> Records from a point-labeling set
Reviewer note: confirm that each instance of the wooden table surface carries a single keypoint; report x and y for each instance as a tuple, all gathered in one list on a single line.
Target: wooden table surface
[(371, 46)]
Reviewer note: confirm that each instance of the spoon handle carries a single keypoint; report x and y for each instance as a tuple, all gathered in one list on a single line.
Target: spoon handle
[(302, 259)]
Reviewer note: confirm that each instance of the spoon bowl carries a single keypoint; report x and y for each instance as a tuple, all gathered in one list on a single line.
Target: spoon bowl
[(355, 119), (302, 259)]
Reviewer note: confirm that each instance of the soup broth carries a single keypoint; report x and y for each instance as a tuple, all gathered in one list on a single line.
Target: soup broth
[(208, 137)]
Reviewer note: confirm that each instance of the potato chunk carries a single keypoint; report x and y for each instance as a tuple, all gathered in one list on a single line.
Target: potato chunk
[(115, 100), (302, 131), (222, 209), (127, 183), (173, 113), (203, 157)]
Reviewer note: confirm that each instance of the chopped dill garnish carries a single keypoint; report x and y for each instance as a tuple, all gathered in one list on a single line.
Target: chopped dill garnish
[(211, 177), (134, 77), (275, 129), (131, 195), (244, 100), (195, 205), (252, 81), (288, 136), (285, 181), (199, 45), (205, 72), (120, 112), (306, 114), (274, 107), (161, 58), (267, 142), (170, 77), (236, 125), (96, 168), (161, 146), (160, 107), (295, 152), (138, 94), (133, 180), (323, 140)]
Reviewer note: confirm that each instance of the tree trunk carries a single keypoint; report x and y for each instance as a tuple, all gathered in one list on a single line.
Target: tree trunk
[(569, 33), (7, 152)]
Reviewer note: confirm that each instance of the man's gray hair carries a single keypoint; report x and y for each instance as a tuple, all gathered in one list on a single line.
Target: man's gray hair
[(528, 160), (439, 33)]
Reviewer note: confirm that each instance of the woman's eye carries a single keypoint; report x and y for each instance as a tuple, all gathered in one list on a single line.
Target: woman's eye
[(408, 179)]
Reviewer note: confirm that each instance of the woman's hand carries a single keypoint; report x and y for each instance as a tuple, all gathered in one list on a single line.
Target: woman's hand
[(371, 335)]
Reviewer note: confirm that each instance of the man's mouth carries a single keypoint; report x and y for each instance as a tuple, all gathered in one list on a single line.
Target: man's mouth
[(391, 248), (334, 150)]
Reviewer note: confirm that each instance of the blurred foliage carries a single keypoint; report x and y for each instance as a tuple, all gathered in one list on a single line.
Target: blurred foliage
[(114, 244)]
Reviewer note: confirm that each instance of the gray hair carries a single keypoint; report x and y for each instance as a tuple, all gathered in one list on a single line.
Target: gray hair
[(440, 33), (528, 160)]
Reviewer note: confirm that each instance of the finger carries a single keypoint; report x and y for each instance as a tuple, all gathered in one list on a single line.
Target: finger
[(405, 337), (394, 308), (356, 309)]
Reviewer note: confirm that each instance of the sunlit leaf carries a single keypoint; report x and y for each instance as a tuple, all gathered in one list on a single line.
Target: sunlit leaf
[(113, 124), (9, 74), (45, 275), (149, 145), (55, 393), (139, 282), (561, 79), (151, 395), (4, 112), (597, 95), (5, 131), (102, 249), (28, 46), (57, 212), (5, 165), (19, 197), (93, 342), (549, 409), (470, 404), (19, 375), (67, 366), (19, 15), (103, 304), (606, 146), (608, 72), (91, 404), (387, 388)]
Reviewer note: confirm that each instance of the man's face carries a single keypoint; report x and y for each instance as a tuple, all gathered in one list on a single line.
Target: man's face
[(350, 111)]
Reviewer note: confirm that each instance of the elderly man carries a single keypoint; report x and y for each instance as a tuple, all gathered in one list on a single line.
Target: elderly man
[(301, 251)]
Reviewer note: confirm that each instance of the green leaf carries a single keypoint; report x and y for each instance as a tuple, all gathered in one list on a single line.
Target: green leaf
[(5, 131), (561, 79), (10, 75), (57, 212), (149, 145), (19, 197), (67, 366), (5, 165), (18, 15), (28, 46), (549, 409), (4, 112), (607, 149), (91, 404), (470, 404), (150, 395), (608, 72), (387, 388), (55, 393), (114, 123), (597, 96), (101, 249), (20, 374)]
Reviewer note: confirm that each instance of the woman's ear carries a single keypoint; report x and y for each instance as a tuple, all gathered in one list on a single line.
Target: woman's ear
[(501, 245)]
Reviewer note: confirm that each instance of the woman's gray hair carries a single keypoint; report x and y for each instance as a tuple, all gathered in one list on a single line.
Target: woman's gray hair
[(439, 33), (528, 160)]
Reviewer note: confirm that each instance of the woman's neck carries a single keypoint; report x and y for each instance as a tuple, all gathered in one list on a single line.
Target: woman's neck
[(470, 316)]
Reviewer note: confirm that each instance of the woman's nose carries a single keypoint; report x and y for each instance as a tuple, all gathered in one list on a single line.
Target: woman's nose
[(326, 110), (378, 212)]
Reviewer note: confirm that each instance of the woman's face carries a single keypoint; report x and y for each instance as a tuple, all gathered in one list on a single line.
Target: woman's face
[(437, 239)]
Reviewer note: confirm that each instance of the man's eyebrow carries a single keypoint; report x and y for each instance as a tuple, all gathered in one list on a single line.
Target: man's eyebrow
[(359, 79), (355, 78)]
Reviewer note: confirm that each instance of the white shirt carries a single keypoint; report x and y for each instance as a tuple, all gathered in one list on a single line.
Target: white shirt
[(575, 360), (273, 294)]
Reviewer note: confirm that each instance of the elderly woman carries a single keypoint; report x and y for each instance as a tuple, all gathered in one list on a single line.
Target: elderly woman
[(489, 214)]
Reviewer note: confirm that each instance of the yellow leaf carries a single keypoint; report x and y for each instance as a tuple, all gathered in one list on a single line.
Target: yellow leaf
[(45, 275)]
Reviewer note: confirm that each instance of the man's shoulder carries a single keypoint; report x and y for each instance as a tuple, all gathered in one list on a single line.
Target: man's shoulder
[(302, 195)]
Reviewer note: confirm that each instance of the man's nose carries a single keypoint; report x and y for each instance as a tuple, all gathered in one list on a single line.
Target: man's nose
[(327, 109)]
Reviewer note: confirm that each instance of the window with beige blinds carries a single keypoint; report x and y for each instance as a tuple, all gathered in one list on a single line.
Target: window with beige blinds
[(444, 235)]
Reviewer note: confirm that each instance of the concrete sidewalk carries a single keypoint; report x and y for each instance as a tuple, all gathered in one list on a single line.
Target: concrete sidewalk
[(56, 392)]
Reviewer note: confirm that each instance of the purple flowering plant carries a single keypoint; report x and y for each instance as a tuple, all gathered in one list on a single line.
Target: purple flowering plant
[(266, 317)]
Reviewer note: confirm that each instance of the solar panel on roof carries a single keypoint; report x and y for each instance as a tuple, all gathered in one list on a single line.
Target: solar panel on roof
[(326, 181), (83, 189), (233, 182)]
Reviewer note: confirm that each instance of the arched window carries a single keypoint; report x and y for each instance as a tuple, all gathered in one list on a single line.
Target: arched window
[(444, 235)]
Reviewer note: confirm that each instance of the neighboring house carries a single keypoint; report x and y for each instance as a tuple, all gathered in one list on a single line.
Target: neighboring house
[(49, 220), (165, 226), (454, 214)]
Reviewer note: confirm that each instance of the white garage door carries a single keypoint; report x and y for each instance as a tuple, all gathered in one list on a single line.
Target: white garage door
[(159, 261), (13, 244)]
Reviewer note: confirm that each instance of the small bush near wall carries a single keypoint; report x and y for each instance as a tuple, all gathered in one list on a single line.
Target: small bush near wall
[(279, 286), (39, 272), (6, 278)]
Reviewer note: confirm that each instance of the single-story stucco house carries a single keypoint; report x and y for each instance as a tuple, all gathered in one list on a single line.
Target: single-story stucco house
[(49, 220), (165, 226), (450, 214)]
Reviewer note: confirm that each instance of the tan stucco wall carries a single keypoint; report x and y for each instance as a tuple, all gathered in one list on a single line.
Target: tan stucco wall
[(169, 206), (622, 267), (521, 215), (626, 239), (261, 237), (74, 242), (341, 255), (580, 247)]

> EXERCISE INSTRUCTIONS
Put the records into a two-column CSV with the header instruction,keypoints, starting at the beginning of the records and ending at the line containing "[(355, 119), (302, 259)]". Give one row per record, with its text under instruction and its answer under keypoints, each in one quoted field with line breaks replaced by spaces.

> OUTPUT OF THE TASK
instruction,keypoints
"Reviewer note: confirm that each instance of the wooden table surface carries a single keypoint; report x and y for each instance as a tuple, all gathered in one list on a single line. Target: wooden table surface","[(371, 46)]"
"Reviewer note: confirm that each instance of the spoon handle carries a single keypoint; report x and y for each instance as a tuple, all gathered in one list on a single line. Target: spoon handle","[(302, 259)]"
"Reviewer note: confirm that each instance of the spoon bowl carries a single keypoint; report x and y for each instance as a tuple, all gathered in one list on a single line. Target: spoon bowl","[(355, 119), (302, 259)]"